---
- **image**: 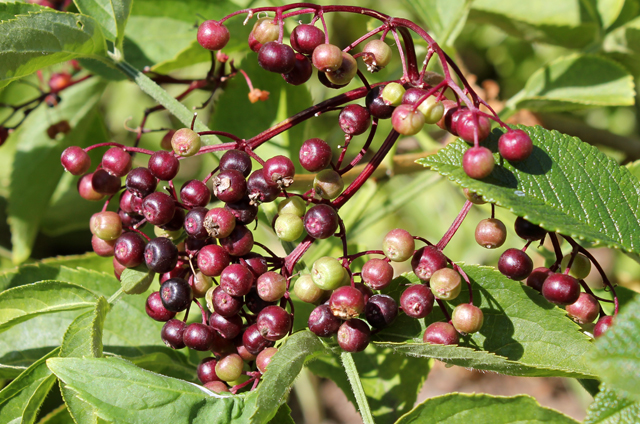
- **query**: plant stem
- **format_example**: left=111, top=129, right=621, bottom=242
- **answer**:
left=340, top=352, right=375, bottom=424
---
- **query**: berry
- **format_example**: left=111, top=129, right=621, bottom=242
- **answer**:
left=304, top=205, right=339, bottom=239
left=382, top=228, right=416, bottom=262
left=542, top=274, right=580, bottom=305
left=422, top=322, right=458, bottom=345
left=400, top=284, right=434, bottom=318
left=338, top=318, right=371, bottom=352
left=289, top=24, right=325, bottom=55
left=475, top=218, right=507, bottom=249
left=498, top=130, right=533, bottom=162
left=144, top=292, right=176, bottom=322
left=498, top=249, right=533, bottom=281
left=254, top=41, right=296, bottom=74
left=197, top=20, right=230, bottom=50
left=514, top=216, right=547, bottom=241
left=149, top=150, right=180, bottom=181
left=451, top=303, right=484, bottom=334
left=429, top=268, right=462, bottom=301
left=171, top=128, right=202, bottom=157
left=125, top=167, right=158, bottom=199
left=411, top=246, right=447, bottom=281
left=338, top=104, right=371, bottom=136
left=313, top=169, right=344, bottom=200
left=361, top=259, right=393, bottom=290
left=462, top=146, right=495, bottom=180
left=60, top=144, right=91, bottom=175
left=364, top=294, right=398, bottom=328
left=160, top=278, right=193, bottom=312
# # #
## Requirement
Reproduce all of the data above word for word, leaving out the pictures.

## Solution to this task
---
- **image**: 
- **query**: plant stem
- **format_example**: left=111, top=129, right=621, bottom=242
- **answer**:
left=340, top=352, right=375, bottom=424
---
- **query**: berry
- **format_example**: left=111, top=129, right=621, bottom=242
- **answer**:
left=304, top=205, right=339, bottom=239
left=382, top=228, right=416, bottom=262
left=542, top=274, right=580, bottom=305
left=422, top=322, right=458, bottom=345
left=400, top=284, right=434, bottom=318
left=338, top=318, right=371, bottom=352
left=289, top=24, right=325, bottom=55
left=475, top=218, right=507, bottom=249
left=498, top=130, right=533, bottom=162
left=144, top=292, right=176, bottom=322
left=498, top=249, right=533, bottom=281
left=254, top=41, right=296, bottom=74
left=197, top=20, right=230, bottom=50
left=514, top=216, right=547, bottom=241
left=149, top=150, right=180, bottom=181
left=451, top=303, right=484, bottom=334
left=429, top=268, right=462, bottom=301
left=171, top=128, right=202, bottom=157
left=125, top=167, right=158, bottom=199
left=411, top=246, right=447, bottom=281
left=338, top=104, right=371, bottom=136
left=313, top=169, right=344, bottom=200
left=361, top=259, right=393, bottom=290
left=462, top=146, right=495, bottom=180
left=60, top=144, right=91, bottom=175
left=364, top=294, right=398, bottom=328
left=160, top=278, right=193, bottom=312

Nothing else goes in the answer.